THE RECORDS:
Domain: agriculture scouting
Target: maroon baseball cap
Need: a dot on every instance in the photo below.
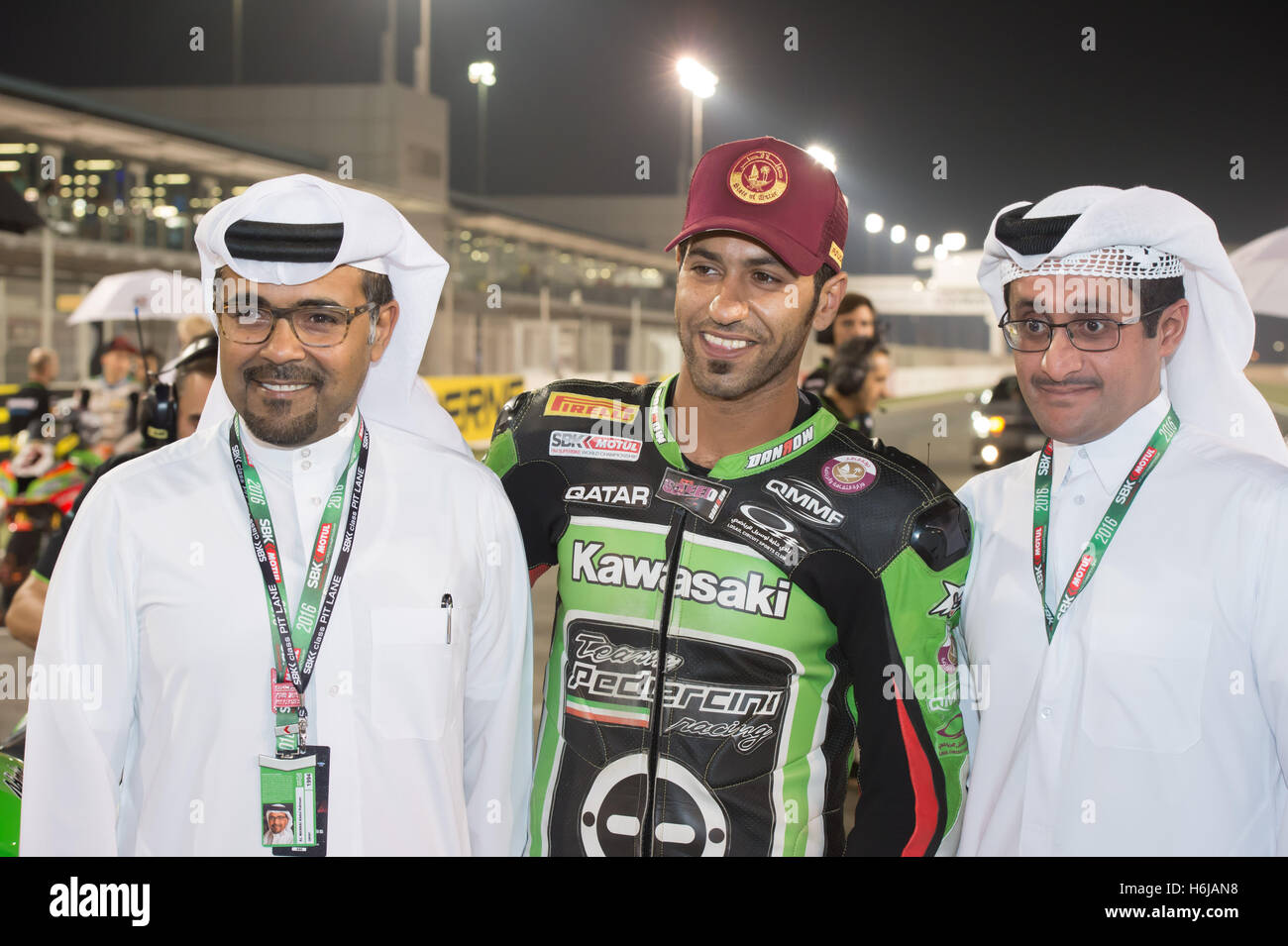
(776, 193)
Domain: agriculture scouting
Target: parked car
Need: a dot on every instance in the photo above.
(1005, 429)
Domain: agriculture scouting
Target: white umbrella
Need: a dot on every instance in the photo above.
(1262, 265)
(156, 295)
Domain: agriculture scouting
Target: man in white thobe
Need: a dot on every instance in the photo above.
(1140, 704)
(421, 688)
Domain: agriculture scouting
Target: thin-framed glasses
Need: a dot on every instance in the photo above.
(316, 326)
(1086, 334)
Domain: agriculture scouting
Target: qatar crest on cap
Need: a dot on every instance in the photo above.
(758, 176)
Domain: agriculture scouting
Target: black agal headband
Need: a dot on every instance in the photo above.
(1030, 236)
(274, 242)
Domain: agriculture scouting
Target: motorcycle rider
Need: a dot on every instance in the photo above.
(194, 373)
(713, 517)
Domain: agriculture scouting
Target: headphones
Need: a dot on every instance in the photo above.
(851, 365)
(159, 411)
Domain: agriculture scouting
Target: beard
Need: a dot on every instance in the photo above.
(282, 431)
(721, 379)
(277, 425)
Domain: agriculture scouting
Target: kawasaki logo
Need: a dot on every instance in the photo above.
(750, 596)
(806, 501)
(780, 451)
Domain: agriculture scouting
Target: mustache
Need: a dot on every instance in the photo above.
(1048, 383)
(282, 373)
(739, 330)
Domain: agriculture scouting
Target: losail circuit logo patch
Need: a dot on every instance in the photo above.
(758, 176)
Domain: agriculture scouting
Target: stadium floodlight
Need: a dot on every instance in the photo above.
(696, 77)
(823, 156)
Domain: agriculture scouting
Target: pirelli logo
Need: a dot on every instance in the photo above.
(580, 405)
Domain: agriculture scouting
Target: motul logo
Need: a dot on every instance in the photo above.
(1145, 460)
(1080, 573)
(323, 541)
(270, 550)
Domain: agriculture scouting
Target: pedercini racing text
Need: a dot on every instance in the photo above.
(750, 596)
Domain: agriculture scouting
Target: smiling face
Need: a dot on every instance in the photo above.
(743, 317)
(290, 394)
(1078, 396)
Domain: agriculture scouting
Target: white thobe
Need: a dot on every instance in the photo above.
(1147, 726)
(159, 587)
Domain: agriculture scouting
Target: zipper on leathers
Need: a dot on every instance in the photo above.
(658, 684)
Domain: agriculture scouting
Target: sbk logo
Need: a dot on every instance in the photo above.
(805, 501)
(568, 443)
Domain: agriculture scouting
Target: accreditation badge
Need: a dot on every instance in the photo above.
(292, 799)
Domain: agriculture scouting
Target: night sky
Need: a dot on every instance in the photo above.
(584, 86)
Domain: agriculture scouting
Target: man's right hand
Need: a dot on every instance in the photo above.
(26, 610)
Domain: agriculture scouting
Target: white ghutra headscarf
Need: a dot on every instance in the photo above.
(291, 231)
(1149, 235)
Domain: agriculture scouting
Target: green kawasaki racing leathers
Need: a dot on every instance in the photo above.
(803, 593)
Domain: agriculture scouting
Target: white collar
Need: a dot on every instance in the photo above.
(329, 455)
(1113, 455)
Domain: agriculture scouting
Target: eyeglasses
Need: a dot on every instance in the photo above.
(1085, 335)
(316, 326)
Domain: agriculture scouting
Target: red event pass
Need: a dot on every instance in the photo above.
(283, 695)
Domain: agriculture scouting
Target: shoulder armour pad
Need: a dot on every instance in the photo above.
(941, 533)
(509, 411)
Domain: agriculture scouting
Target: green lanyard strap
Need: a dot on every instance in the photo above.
(290, 680)
(1095, 549)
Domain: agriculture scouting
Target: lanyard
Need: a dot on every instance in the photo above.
(290, 679)
(1109, 523)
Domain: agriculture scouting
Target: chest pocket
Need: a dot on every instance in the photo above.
(1145, 675)
(415, 672)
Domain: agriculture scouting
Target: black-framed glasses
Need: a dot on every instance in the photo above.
(316, 326)
(1086, 334)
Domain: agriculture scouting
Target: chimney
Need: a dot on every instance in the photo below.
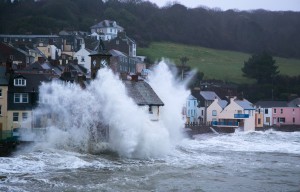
(134, 78)
(9, 68)
(123, 76)
(75, 61)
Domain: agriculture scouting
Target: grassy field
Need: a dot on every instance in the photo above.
(215, 64)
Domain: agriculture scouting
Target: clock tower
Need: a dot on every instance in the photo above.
(100, 58)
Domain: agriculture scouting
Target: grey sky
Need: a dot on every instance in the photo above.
(273, 5)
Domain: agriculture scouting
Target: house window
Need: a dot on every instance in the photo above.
(15, 117)
(214, 112)
(20, 82)
(21, 98)
(24, 116)
(281, 120)
(150, 110)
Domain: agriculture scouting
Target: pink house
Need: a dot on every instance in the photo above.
(289, 115)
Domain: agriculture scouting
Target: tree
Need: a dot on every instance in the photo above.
(260, 67)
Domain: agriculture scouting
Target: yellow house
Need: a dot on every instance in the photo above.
(259, 119)
(3, 100)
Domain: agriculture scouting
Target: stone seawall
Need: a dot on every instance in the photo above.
(284, 128)
(203, 129)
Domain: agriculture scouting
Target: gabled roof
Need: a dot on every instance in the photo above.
(191, 97)
(222, 103)
(294, 103)
(107, 23)
(142, 93)
(245, 104)
(270, 104)
(33, 81)
(209, 95)
(3, 79)
(117, 53)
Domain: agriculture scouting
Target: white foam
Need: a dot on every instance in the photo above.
(105, 101)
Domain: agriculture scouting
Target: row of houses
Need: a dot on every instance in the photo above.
(206, 107)
(67, 45)
(27, 61)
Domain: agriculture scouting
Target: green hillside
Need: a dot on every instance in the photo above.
(215, 64)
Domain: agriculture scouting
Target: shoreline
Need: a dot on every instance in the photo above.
(204, 129)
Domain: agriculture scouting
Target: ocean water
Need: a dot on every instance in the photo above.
(142, 155)
(256, 161)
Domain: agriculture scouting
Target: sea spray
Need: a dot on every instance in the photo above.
(74, 115)
(173, 93)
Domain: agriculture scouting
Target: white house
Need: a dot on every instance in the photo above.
(106, 29)
(49, 51)
(191, 109)
(83, 57)
(238, 113)
(214, 109)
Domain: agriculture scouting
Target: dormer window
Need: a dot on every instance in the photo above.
(19, 82)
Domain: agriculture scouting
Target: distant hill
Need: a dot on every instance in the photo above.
(244, 31)
(215, 64)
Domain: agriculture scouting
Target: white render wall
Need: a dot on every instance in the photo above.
(87, 59)
(234, 108)
(213, 106)
(192, 109)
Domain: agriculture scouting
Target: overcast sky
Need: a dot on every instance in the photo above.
(273, 5)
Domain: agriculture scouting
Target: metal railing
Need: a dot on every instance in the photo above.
(7, 136)
(241, 116)
(229, 124)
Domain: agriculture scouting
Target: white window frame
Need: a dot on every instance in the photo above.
(15, 117)
(214, 112)
(24, 116)
(19, 82)
(21, 98)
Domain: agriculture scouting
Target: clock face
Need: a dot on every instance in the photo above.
(104, 63)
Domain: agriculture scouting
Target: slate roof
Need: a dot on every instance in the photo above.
(33, 81)
(209, 95)
(142, 93)
(222, 103)
(270, 104)
(3, 79)
(245, 104)
(117, 53)
(294, 103)
(191, 97)
(106, 23)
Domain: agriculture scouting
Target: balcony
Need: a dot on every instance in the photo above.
(225, 124)
(241, 116)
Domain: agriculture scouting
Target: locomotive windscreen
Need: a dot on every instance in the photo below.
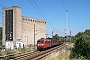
(41, 40)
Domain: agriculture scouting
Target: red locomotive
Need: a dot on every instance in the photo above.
(47, 43)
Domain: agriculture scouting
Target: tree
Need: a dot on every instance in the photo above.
(0, 36)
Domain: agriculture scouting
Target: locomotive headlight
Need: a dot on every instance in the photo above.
(42, 44)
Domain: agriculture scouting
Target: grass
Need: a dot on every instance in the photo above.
(62, 54)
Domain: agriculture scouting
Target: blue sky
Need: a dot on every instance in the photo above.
(55, 13)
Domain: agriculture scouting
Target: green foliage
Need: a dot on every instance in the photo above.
(82, 47)
(56, 37)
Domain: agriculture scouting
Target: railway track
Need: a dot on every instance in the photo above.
(39, 55)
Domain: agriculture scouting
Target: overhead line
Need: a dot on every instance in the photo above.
(44, 15)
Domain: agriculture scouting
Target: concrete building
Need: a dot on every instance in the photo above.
(21, 28)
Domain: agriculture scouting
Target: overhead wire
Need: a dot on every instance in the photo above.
(44, 15)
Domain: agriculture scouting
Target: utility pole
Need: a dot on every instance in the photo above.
(52, 34)
(34, 36)
(70, 36)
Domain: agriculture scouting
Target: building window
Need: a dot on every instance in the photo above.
(35, 21)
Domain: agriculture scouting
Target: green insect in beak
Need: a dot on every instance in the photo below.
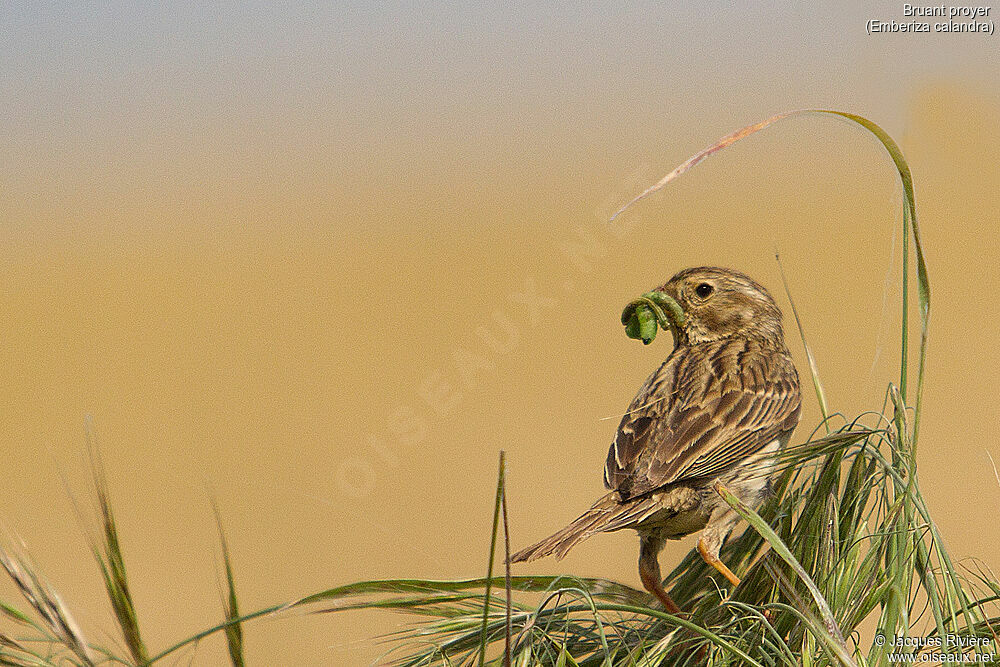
(650, 311)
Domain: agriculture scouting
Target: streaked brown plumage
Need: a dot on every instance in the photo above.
(719, 408)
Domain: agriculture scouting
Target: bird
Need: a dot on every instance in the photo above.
(718, 410)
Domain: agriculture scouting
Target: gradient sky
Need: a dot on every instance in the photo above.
(251, 109)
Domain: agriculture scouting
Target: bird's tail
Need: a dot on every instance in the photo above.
(607, 514)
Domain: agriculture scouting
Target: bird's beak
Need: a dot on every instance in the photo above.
(642, 316)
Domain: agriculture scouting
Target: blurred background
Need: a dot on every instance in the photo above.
(321, 263)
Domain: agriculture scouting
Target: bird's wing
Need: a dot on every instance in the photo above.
(704, 410)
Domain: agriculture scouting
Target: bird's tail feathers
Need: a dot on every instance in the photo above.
(607, 514)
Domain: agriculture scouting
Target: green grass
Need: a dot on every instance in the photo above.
(846, 547)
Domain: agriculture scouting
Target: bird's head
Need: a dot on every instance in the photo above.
(721, 303)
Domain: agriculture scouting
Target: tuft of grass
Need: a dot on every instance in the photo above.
(845, 543)
(58, 636)
(230, 604)
(112, 564)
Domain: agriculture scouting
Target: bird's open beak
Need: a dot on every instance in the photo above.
(650, 311)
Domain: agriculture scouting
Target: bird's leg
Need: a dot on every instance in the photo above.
(649, 572)
(709, 550)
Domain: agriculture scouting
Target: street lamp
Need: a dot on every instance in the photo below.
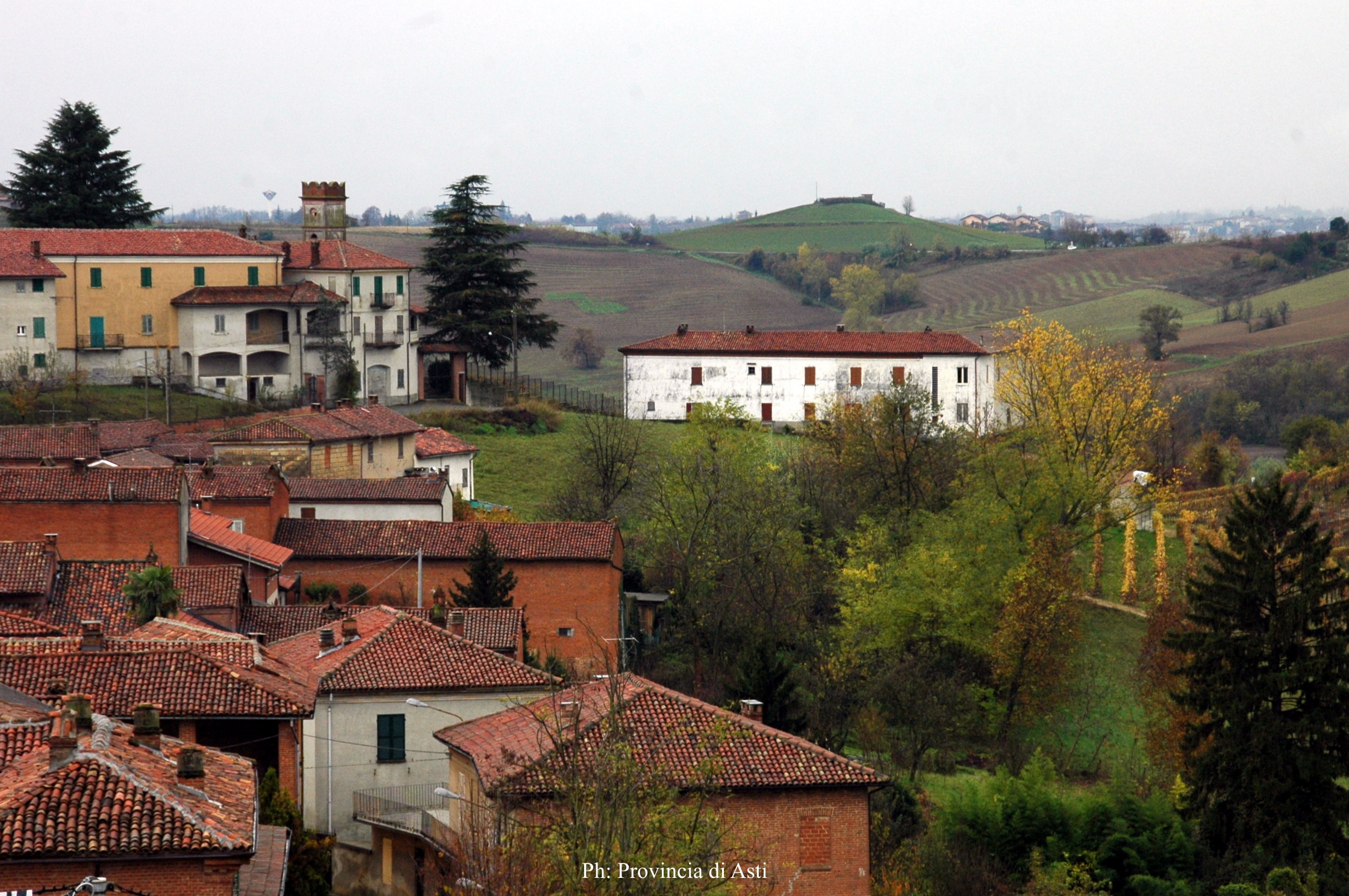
(413, 701)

GIVEN INSTRUCTION:
Reproduce the entries above word for word, starting at the very beginning of the entries and ending at the line containing "(1005, 429)", both included. Leave the pictures out of your answer.

PROBLEM SOLUTION:
Domain: agriculture scouting
Target: maroon baseball cap
Need: a dot on every instance in the photo below.
(776, 193)
Domain: agriculture scouting
Target: parked car
Need: a dot on every instance in the photo above.
(1005, 429)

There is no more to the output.